┌──
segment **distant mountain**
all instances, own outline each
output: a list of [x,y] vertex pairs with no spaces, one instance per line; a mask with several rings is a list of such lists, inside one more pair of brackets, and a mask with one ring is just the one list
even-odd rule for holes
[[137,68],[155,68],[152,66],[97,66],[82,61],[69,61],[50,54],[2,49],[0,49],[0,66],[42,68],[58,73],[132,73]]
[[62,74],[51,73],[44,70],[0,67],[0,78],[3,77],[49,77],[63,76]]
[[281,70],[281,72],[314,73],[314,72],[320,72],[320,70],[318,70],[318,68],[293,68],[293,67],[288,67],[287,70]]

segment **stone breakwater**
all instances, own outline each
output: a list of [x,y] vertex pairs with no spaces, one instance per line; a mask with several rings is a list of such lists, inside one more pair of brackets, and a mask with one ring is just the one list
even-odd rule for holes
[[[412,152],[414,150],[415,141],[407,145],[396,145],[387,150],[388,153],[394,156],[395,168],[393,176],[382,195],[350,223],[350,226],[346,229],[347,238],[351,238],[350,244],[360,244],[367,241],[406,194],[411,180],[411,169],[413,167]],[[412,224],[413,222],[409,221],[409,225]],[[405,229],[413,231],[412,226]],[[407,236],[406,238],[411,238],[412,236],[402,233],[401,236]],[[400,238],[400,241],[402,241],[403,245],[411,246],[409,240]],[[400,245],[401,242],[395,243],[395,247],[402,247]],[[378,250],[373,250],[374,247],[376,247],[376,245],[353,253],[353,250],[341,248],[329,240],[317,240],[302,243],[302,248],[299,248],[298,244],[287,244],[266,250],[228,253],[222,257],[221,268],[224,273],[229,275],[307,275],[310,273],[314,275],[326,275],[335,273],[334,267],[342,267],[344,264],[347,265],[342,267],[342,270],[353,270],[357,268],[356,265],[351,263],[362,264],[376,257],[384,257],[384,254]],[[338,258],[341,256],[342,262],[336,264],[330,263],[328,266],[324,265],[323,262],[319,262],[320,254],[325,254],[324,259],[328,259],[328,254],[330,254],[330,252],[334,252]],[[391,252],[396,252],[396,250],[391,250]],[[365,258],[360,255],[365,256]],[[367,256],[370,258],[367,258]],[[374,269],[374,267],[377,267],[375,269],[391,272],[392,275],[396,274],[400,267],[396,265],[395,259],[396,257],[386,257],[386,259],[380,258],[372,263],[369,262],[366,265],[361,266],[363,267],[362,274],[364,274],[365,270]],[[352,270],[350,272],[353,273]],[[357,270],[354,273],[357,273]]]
└──
## Task objective
Rewrite all the records above, replacing "vertex pairs" with "coordinate pairs" wherever it appears and leaving everything else unchanged.

## Task solution
segment **distant mountain**
all instances, own outline each
output: a list of [x,y] coordinate pairs with no spaces, one instance per line; a mask with several rings is a list of such lists, inside one more pair of brackets, and a mask with one ring is just the one list
even-odd rule for holes
[[137,68],[155,68],[152,66],[97,66],[82,61],[69,61],[50,54],[2,49],[0,49],[0,66],[42,68],[58,73],[132,73]]
[[62,74],[51,73],[44,70],[0,67],[0,78],[3,77],[49,77],[63,76]]
[[281,70],[281,72],[314,73],[314,72],[320,72],[320,70],[318,70],[318,68],[293,68],[293,67],[288,67],[287,70]]

segment **stone breakwater**
all instances, own outline each
output: a list of [x,y] coordinate pairs with no spaces, one instance per line; a mask with several rings is a list of such lists, inside one more pair of brackets, and a mask with one ring is just the one list
even-odd rule for holes
[[[412,152],[414,150],[415,141],[407,145],[396,145],[387,150],[388,153],[394,156],[395,168],[393,176],[382,195],[350,223],[350,226],[346,229],[347,238],[351,238],[350,244],[360,244],[367,241],[406,194],[411,180],[411,169],[413,167]],[[412,224],[413,222],[409,221],[409,225]],[[405,229],[413,231],[412,226]],[[407,236],[406,238],[411,238],[412,236],[402,233],[401,236]],[[400,238],[400,241],[402,241],[403,245],[411,246],[409,240]],[[400,245],[401,242],[395,243],[395,247],[402,247]],[[378,250],[373,250],[374,247],[376,247],[376,245],[353,253],[353,250],[341,248],[329,240],[317,240],[302,243],[302,248],[299,248],[298,244],[287,244],[266,250],[228,253],[222,257],[221,268],[224,273],[229,275],[307,275],[310,273],[314,275],[326,275],[335,273],[334,267],[342,267],[344,264],[347,265],[342,267],[342,270],[353,270],[357,268],[356,265],[351,263],[362,264],[376,257],[384,257],[384,254]],[[338,258],[341,256],[342,262],[336,264],[330,263],[328,266],[324,265],[323,262],[319,262],[320,254],[325,254],[324,259],[328,259],[328,254],[330,254],[330,252],[334,252]],[[391,252],[396,252],[396,250],[391,250]],[[365,258],[360,255],[365,256]],[[367,256],[370,258],[367,258]],[[374,269],[374,267],[377,267],[375,269],[391,272],[392,275],[396,274],[400,267],[396,265],[395,259],[396,257],[386,257],[386,259],[380,258],[372,263],[369,262],[366,265],[361,266],[363,267],[362,274],[364,274],[365,270]],[[352,270],[350,272],[353,273]],[[357,270],[354,273],[357,273]]]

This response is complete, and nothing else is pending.